# [What to produce]
The word "positive" may appear in some of the lines below. State how many lines contain it, and write only that number.

Collected data entries:
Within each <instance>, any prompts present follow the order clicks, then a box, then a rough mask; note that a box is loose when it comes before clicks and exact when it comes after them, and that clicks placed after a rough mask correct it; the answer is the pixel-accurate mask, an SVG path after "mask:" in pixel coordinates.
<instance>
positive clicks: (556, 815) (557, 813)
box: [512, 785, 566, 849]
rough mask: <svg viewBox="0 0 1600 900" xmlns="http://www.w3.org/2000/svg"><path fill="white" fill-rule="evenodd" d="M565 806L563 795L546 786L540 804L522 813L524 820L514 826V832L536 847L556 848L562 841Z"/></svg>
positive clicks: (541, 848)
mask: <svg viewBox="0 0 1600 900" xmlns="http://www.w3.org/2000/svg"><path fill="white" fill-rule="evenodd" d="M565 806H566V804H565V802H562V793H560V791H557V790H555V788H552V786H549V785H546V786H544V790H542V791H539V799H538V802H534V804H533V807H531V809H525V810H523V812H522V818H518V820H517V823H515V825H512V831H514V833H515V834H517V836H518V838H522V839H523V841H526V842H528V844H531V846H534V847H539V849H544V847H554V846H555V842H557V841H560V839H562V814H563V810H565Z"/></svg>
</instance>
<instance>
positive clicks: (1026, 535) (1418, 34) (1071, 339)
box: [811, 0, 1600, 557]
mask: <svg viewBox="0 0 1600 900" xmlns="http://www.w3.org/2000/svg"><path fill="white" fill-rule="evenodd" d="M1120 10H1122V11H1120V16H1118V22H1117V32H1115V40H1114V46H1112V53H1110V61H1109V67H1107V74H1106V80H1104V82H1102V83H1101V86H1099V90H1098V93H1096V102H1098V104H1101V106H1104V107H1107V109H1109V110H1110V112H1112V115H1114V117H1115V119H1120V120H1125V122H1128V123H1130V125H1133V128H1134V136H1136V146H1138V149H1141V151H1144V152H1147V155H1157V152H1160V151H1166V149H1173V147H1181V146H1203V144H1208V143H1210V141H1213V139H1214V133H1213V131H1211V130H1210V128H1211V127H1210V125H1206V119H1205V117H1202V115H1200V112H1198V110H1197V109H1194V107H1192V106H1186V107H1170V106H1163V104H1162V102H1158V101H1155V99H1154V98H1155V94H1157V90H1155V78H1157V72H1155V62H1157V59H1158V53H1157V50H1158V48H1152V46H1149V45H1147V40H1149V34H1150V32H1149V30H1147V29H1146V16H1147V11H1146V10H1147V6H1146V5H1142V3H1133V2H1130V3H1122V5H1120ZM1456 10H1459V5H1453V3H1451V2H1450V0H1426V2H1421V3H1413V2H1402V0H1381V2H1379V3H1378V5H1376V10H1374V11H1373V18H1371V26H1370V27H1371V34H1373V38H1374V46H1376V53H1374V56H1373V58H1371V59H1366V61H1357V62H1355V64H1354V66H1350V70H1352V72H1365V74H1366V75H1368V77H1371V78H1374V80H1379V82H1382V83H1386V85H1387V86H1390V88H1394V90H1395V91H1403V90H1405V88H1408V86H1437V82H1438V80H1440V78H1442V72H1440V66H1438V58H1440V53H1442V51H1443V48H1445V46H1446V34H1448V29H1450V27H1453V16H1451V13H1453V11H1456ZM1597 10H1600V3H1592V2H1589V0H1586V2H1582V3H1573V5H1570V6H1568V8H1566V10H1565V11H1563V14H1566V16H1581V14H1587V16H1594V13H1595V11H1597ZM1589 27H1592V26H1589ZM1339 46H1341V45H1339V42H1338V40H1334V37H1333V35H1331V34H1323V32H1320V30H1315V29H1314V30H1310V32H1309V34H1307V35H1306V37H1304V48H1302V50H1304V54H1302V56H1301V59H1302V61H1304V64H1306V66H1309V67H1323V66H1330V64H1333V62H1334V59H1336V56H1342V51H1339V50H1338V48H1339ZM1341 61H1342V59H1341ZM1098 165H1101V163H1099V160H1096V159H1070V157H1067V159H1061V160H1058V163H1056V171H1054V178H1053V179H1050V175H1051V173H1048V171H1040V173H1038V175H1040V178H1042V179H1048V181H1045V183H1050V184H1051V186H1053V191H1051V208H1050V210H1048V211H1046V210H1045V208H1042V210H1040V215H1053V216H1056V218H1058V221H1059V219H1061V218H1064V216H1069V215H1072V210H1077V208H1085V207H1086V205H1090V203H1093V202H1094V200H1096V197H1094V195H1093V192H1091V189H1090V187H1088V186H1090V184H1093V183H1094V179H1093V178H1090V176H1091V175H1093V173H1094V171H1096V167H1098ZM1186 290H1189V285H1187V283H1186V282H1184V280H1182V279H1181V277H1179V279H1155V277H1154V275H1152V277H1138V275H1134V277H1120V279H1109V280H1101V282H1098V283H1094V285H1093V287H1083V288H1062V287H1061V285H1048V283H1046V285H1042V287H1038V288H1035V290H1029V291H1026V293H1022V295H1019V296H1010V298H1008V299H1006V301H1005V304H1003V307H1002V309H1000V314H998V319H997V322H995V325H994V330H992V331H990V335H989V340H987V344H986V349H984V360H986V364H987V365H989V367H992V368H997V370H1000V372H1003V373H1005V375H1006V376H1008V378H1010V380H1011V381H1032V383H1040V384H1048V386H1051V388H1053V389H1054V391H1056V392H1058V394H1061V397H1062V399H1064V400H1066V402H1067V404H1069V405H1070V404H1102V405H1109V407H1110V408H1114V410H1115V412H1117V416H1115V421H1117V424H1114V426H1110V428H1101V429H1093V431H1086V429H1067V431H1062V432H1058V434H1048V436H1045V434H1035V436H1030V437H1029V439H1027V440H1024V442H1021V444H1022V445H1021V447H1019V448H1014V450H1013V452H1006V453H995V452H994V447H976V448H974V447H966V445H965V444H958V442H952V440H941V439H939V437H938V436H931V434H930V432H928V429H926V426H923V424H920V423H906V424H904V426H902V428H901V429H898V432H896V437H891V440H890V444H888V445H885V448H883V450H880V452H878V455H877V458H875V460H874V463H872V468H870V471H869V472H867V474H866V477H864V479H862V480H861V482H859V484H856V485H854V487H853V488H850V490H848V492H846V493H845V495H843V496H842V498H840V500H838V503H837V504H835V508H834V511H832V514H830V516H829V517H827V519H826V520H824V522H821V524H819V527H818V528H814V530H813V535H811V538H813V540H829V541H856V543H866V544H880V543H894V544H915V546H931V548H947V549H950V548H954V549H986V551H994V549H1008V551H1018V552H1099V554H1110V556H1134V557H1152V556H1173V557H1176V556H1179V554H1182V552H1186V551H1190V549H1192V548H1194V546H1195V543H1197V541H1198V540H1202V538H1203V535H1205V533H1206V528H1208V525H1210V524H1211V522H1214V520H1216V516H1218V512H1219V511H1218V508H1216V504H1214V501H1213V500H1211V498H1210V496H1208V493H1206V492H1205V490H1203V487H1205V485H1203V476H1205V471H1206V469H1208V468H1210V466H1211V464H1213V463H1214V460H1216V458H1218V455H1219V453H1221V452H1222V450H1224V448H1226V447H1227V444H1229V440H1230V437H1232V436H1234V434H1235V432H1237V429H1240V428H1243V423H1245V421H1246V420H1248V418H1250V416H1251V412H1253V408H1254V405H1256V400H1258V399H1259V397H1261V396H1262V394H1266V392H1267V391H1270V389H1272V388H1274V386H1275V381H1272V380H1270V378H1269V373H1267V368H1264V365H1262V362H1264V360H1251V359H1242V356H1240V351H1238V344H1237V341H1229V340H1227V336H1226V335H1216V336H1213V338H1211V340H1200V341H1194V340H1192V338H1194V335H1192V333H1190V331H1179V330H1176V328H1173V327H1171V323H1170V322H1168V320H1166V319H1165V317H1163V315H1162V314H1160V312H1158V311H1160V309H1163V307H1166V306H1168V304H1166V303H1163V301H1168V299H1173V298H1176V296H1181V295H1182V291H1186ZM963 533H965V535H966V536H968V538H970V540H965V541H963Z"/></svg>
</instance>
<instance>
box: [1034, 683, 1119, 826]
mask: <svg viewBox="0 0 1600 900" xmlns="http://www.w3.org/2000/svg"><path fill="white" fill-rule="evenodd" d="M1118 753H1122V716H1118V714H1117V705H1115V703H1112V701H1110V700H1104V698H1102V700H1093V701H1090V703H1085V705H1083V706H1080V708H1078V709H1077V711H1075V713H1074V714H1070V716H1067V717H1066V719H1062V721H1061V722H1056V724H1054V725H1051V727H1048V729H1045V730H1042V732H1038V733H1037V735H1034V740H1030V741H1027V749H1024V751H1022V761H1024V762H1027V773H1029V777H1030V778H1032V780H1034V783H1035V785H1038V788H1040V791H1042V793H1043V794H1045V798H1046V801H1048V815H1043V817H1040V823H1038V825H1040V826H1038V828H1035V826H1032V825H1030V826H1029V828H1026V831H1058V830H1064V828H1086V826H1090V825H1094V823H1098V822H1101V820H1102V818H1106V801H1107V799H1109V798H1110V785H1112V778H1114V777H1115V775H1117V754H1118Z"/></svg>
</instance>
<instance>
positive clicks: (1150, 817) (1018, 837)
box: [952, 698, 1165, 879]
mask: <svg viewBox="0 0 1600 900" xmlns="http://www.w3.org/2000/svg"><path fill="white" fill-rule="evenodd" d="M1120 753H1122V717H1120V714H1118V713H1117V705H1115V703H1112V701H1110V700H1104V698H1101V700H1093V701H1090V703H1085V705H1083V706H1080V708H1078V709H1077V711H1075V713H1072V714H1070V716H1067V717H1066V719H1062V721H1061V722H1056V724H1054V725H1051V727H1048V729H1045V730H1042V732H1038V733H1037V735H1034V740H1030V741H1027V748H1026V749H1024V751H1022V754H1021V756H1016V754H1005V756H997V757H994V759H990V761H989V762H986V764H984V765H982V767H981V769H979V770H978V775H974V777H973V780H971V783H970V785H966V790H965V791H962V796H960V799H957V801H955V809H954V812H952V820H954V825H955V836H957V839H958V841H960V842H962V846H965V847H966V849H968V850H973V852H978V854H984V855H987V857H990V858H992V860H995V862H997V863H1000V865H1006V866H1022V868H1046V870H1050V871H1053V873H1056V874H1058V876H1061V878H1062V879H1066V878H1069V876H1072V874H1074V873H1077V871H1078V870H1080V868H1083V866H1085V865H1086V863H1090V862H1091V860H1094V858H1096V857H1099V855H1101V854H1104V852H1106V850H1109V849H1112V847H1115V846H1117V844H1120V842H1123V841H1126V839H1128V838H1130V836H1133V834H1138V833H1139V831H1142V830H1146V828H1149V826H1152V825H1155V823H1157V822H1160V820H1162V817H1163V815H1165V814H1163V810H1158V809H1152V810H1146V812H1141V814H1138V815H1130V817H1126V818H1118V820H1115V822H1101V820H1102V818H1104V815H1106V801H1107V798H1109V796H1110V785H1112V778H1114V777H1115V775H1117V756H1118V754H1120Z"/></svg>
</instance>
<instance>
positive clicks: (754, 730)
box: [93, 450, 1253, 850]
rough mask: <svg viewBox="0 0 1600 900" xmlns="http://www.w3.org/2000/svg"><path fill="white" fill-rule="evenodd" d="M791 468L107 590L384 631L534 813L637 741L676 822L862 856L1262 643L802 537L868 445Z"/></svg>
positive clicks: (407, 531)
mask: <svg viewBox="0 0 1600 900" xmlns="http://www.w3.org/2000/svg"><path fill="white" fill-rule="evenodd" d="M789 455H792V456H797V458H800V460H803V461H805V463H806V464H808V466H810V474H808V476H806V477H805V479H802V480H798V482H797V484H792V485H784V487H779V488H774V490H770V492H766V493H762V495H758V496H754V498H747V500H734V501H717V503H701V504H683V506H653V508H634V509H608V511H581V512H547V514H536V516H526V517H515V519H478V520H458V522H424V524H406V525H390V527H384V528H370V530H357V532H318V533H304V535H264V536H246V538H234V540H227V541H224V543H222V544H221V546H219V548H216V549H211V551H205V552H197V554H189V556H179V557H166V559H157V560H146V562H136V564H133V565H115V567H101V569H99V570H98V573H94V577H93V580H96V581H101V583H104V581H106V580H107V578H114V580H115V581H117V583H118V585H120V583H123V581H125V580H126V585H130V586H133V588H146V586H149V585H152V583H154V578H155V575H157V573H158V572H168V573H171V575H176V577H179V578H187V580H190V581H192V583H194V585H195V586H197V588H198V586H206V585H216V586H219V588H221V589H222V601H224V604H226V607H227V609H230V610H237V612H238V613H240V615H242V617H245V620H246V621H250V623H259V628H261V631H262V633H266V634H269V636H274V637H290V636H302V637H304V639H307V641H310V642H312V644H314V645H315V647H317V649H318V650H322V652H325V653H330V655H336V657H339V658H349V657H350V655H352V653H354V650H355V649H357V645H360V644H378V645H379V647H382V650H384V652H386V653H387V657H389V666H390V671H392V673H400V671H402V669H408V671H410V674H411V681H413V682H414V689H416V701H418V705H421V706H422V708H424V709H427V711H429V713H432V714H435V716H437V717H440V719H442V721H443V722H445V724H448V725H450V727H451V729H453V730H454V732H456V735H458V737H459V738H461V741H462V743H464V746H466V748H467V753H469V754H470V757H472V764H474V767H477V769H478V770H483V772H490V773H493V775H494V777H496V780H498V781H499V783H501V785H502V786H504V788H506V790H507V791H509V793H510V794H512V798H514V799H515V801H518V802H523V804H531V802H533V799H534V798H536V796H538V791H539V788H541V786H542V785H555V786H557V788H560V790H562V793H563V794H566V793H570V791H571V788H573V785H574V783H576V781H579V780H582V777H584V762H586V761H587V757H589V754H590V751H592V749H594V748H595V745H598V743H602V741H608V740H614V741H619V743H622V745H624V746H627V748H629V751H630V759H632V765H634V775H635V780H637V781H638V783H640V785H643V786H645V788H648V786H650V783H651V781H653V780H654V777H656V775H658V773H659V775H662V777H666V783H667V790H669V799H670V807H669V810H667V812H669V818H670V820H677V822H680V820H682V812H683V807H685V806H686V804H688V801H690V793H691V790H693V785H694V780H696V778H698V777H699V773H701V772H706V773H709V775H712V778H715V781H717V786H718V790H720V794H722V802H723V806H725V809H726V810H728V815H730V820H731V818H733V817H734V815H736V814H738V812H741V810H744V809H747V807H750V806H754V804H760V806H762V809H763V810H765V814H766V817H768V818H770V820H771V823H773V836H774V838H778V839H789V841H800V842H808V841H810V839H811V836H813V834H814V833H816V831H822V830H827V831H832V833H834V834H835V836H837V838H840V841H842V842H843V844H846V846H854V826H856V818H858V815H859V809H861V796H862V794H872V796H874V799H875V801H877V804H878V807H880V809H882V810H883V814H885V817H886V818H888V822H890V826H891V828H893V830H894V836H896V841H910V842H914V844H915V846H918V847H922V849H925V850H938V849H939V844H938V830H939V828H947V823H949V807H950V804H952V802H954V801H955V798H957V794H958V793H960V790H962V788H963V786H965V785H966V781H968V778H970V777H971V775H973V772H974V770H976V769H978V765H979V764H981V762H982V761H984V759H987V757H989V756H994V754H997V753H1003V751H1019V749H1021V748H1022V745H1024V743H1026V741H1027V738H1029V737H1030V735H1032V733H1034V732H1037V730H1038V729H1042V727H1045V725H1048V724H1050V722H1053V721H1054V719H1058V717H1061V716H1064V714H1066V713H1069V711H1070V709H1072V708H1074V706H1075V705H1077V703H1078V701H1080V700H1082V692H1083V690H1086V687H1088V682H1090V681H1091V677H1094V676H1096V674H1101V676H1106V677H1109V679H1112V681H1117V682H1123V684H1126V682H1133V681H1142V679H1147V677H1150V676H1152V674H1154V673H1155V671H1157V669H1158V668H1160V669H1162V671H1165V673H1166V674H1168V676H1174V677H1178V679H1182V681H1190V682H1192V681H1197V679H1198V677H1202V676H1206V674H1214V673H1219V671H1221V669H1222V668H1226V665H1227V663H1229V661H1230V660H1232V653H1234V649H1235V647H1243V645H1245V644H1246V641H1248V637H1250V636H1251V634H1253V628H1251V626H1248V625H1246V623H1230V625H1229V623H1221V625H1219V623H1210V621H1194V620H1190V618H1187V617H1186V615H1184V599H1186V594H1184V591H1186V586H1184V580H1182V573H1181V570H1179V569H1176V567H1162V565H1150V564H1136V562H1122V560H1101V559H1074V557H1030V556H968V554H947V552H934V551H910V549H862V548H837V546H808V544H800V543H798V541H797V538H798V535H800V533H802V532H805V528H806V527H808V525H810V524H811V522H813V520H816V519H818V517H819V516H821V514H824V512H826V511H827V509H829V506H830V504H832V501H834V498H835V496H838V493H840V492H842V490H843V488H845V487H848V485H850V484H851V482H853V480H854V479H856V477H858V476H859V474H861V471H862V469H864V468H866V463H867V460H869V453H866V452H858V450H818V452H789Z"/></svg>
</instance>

# [Task response]
6